Reproduce word for word, from the entries below, the line with "Practice step: point at the distant hill", the line with "Practice step: point at the sculpted", and every line between them, and nothing more.

(Source data)
┏━━

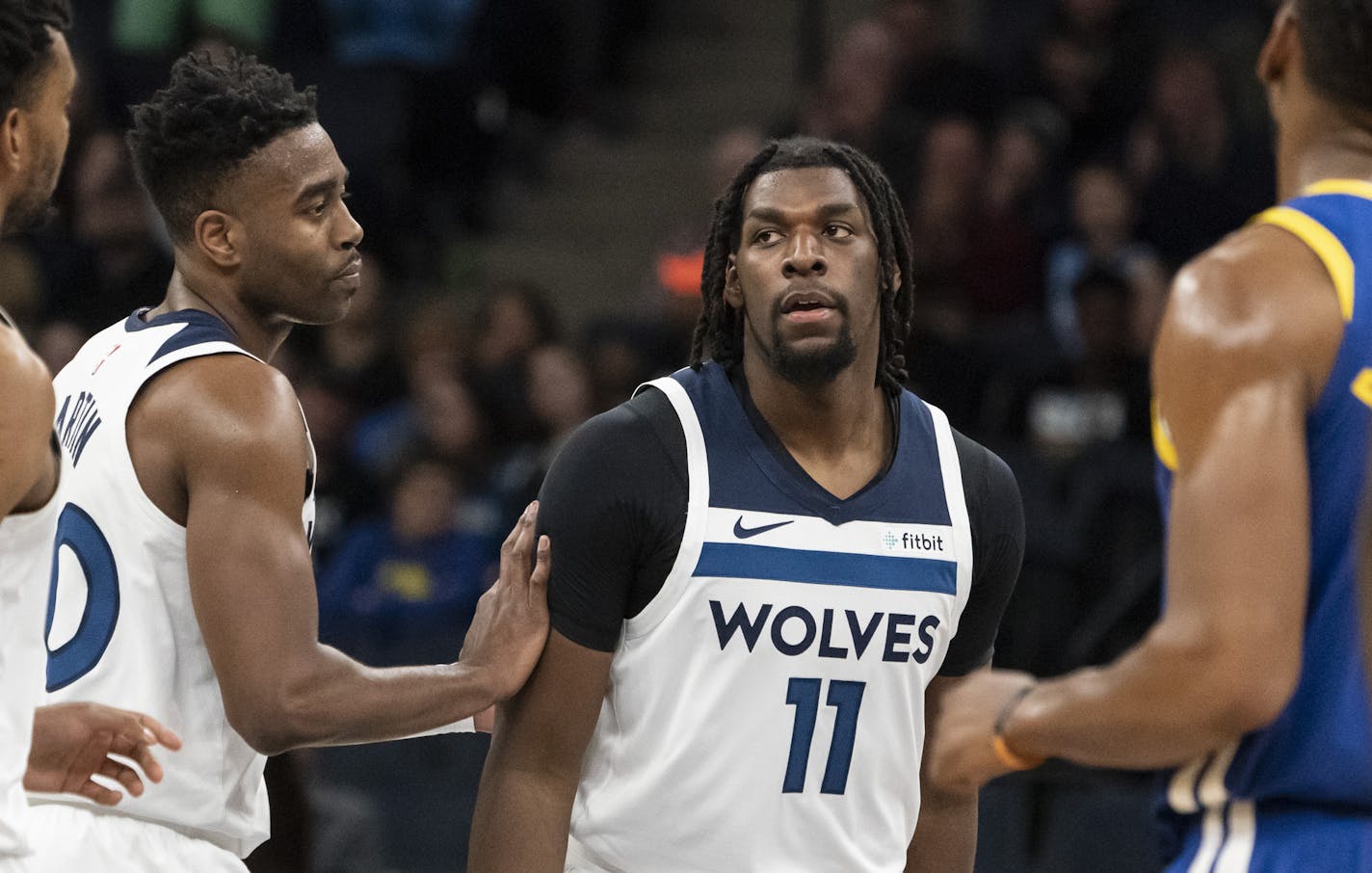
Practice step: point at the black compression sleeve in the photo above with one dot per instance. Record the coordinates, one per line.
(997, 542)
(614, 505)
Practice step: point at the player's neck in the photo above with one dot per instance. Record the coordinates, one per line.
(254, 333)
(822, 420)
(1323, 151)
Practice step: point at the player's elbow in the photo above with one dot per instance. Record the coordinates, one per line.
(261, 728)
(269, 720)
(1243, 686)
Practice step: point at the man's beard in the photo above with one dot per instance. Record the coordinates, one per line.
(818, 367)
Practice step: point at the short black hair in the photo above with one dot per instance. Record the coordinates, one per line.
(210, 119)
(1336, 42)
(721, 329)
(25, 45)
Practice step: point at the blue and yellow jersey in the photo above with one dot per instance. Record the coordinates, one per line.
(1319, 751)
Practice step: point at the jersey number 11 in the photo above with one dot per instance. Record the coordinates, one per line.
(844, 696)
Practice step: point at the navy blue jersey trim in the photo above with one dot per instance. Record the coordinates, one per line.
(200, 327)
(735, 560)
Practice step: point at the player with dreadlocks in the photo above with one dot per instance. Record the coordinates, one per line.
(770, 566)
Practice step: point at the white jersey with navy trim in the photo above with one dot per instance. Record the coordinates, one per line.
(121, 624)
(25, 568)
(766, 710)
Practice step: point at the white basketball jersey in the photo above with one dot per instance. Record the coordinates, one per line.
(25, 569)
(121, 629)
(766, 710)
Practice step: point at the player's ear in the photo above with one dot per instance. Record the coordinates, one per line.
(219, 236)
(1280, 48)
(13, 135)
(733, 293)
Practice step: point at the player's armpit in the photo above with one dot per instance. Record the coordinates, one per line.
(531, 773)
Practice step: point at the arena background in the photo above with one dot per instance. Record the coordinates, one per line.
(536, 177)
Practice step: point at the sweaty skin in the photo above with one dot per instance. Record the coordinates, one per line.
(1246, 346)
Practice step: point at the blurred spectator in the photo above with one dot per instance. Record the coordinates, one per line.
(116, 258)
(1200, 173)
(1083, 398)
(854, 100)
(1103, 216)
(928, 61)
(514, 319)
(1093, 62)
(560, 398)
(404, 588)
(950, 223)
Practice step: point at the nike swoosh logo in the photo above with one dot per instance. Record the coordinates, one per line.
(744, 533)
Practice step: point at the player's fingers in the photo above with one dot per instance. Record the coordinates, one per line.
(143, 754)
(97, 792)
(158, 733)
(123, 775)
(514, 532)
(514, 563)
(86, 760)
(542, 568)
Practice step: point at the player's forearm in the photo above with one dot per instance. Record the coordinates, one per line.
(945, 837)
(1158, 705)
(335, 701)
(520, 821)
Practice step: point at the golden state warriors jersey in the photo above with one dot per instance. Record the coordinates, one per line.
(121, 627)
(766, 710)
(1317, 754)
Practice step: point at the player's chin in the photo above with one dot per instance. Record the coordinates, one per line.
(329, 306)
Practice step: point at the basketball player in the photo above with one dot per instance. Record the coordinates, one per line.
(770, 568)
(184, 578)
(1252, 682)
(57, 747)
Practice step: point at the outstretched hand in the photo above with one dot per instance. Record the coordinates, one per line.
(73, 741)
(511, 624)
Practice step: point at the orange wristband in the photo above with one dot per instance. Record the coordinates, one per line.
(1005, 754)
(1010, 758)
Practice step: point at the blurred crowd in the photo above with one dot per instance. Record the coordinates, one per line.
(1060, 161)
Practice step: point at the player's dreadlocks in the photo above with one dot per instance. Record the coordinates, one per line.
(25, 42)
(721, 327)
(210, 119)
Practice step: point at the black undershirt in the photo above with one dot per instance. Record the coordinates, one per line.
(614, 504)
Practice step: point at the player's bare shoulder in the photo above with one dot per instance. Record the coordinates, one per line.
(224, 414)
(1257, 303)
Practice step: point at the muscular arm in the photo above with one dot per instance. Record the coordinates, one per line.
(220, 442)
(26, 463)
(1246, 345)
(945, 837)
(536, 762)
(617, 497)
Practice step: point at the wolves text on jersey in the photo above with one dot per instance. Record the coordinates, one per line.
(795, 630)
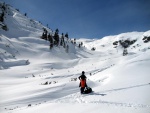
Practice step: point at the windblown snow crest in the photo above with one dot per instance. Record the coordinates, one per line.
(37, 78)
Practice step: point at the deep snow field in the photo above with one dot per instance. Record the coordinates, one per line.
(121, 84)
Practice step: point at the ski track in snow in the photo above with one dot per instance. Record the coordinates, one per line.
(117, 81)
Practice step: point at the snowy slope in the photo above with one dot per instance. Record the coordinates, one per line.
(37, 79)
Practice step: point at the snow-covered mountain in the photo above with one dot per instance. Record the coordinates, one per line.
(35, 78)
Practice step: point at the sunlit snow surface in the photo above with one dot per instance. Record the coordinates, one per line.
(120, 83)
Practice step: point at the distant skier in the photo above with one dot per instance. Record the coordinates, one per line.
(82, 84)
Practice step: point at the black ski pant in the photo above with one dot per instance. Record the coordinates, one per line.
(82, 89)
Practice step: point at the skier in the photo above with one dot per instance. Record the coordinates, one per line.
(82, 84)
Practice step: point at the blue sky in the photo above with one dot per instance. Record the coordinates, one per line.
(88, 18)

┗━━
┏━━

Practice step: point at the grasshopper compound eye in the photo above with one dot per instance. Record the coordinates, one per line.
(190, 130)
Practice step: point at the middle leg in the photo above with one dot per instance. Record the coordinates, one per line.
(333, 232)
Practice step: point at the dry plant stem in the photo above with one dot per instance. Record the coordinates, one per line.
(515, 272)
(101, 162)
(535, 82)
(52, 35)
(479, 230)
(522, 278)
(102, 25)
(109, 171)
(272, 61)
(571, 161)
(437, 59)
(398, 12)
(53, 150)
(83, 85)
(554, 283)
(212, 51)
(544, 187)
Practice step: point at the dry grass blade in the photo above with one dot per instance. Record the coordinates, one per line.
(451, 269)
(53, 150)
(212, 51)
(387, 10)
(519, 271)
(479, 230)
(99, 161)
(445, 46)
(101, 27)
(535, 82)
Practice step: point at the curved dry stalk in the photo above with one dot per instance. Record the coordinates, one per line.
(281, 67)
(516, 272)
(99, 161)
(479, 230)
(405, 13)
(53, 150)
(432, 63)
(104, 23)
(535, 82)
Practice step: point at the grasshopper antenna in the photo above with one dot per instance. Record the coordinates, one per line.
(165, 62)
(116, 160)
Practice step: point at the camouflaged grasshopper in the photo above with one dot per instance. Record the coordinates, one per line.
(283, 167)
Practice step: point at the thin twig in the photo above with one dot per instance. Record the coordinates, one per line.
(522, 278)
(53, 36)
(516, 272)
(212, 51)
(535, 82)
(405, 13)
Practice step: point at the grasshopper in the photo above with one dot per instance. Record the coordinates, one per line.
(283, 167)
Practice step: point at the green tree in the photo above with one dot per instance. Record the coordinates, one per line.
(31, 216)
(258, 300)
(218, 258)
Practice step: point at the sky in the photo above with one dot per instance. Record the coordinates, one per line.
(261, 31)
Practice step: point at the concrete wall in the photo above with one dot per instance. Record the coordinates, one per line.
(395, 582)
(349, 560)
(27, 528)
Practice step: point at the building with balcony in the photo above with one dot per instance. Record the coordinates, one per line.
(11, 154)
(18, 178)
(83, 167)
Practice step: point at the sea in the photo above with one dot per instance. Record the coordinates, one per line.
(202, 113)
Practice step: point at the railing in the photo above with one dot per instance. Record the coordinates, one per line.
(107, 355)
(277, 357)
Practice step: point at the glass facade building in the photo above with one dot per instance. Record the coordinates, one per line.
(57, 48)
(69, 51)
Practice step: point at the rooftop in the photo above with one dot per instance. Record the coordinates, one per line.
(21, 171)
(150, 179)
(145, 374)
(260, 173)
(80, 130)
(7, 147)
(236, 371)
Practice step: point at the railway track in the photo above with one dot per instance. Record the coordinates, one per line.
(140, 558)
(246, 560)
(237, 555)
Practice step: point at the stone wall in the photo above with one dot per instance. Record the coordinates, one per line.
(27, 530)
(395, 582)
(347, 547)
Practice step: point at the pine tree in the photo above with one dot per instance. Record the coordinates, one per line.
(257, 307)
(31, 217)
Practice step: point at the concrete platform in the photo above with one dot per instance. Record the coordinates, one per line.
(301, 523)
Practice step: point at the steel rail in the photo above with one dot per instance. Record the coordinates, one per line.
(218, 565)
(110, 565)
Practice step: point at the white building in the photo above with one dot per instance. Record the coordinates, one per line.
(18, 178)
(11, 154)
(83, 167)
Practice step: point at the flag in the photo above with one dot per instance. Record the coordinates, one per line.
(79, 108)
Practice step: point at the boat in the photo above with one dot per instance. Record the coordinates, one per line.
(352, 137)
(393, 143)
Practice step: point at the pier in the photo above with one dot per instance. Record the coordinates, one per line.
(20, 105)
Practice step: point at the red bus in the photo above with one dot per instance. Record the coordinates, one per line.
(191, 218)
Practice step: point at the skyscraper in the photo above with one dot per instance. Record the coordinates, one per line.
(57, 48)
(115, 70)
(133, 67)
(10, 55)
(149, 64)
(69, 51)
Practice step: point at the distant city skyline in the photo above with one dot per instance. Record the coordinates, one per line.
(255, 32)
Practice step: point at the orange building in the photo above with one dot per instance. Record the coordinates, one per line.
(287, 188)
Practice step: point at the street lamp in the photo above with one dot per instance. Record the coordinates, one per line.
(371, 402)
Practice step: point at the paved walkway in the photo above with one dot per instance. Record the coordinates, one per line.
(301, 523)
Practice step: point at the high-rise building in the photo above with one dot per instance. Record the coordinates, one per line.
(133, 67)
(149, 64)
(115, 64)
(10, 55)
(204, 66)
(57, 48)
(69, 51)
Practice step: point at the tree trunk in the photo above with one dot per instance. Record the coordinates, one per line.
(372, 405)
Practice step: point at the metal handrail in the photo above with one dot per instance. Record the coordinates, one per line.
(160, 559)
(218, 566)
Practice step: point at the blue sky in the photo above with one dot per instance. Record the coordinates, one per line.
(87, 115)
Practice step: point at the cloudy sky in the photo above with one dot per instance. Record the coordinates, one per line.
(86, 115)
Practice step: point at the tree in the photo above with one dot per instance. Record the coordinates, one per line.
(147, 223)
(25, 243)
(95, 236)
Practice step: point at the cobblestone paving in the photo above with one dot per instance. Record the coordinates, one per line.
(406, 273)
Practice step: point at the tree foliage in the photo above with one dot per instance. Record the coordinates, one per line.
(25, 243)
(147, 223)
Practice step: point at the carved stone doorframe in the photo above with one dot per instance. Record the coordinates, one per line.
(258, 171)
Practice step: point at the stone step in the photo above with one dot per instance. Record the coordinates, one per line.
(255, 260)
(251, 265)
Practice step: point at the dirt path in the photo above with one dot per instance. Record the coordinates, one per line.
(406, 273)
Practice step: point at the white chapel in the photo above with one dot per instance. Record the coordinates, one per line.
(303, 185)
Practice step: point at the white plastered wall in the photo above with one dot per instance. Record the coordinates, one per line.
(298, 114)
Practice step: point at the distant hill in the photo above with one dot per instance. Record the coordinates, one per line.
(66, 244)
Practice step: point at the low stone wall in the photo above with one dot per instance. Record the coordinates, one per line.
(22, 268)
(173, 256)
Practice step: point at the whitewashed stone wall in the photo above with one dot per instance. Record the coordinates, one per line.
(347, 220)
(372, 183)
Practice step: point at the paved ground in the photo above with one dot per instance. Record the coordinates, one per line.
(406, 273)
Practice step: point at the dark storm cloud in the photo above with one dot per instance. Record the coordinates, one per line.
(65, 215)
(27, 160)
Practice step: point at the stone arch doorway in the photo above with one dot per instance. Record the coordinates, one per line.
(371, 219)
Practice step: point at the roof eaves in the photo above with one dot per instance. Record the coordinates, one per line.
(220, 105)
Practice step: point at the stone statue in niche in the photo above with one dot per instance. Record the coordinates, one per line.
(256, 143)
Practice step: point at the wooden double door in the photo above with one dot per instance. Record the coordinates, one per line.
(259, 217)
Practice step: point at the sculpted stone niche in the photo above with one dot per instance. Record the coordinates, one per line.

┗━━
┏━━

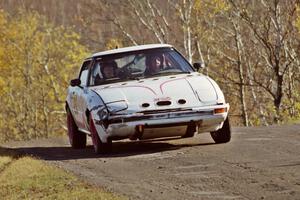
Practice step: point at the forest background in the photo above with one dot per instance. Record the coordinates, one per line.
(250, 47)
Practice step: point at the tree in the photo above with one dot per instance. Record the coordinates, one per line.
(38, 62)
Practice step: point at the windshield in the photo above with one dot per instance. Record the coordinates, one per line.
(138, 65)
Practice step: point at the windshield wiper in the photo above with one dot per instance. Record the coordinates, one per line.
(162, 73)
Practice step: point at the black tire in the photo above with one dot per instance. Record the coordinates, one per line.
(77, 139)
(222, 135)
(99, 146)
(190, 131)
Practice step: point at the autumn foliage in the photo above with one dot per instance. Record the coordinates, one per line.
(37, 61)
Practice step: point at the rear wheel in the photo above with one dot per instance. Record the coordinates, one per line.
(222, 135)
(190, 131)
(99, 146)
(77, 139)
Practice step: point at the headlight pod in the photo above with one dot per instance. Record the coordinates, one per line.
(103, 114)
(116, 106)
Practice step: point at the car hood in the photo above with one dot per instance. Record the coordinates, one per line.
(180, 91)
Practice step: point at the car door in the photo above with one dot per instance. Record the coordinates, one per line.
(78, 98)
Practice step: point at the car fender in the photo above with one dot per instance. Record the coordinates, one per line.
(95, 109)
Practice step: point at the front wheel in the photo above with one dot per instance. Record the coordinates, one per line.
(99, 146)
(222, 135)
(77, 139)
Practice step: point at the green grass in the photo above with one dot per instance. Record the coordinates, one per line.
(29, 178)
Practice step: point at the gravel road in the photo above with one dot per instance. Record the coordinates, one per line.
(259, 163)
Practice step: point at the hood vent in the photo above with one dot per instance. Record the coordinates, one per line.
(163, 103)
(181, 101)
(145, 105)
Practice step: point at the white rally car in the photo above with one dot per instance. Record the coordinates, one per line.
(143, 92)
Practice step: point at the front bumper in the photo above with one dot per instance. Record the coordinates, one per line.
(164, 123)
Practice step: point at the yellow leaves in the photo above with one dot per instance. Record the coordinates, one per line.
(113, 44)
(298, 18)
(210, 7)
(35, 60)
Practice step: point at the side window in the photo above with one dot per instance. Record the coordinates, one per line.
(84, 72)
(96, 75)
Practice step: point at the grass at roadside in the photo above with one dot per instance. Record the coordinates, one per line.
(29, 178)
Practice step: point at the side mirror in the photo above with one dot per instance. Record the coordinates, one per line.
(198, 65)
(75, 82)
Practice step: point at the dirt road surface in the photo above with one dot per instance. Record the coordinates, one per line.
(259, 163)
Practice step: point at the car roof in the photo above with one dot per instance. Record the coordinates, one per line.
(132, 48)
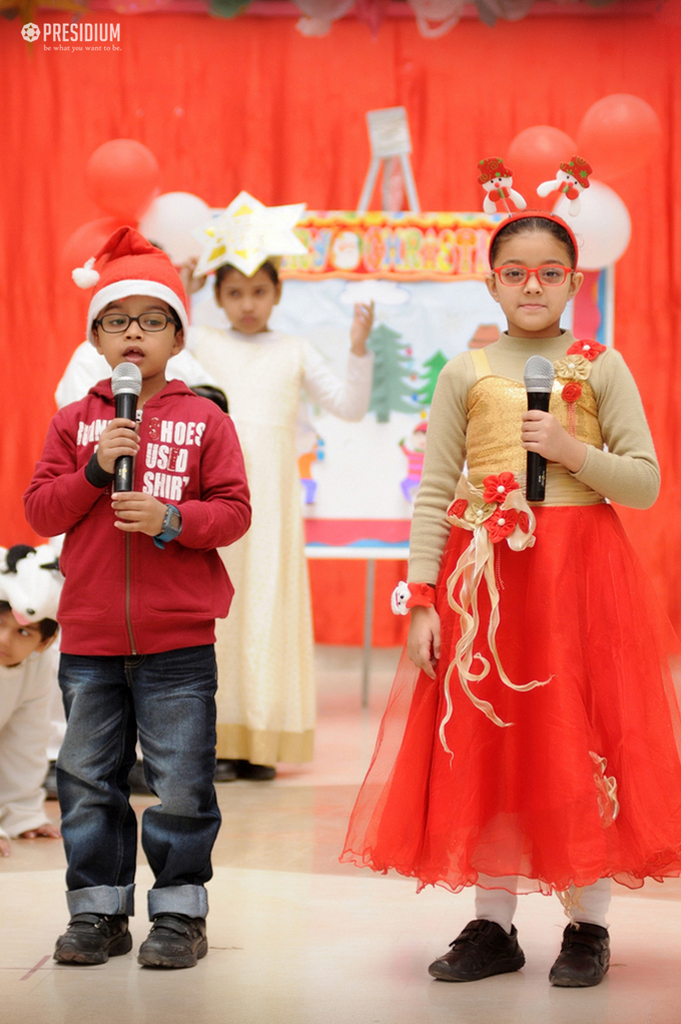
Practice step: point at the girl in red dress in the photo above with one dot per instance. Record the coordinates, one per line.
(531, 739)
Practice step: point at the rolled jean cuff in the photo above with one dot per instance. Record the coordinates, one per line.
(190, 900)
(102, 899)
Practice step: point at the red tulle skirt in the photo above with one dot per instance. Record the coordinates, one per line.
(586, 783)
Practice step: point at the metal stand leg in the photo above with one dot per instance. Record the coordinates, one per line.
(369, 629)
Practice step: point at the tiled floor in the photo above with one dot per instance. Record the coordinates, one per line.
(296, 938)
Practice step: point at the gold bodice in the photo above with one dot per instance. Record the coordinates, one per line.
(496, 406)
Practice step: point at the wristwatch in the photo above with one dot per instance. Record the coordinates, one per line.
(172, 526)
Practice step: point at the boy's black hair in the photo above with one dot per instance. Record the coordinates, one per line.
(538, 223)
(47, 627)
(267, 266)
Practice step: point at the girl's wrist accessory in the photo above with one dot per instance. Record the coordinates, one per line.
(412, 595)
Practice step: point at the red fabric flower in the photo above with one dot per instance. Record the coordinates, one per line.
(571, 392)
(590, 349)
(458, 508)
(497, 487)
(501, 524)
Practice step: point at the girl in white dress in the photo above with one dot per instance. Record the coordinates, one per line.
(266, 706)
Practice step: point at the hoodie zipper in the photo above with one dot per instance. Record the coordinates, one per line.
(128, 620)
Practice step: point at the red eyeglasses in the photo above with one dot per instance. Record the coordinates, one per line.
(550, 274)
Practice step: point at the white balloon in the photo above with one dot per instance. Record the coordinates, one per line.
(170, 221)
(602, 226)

┗━━

Written reply:
Practice step: point at the distant hill in the photo above with one dot per instance. Record the coordinates, one per line.
(66, 244)
Practice step: point at the low stone wall in the photo above with one dot per instance. Record the coordinates, one per line.
(22, 268)
(173, 256)
Practice step: point at the whitewashed stone wall in the photo above with one dot per instance. Record the coordinates, one per line.
(347, 220)
(372, 183)
Practice step: point at the paved ground in the photo above with one dot per instance. Record the coordinates, one per line.
(406, 273)
Practice step: point at the dark storm cloud in the photo above with one dot per instance. Record the coordinates, one per line.
(65, 215)
(27, 160)
Practice step: point at the stone arch doorway in the photo above with one dot per instance. Record the coordinates, one per line.
(371, 219)
Practice step: point at the roof eaves in the photo above with one dot per instance. Record the coordinates, one per line.
(220, 105)
Practice step: point at the stone statue in niche in the photo above with one dot per instance. Record the coordinates, one per line.
(256, 143)
Practice step: point at the wooden double door in the photo above with one dot per instance. Record the coordinates, one per line.
(259, 217)
Practice step: point at the sculpted stone niche in the photo above with one dot per instance. Record the coordinates, one per line.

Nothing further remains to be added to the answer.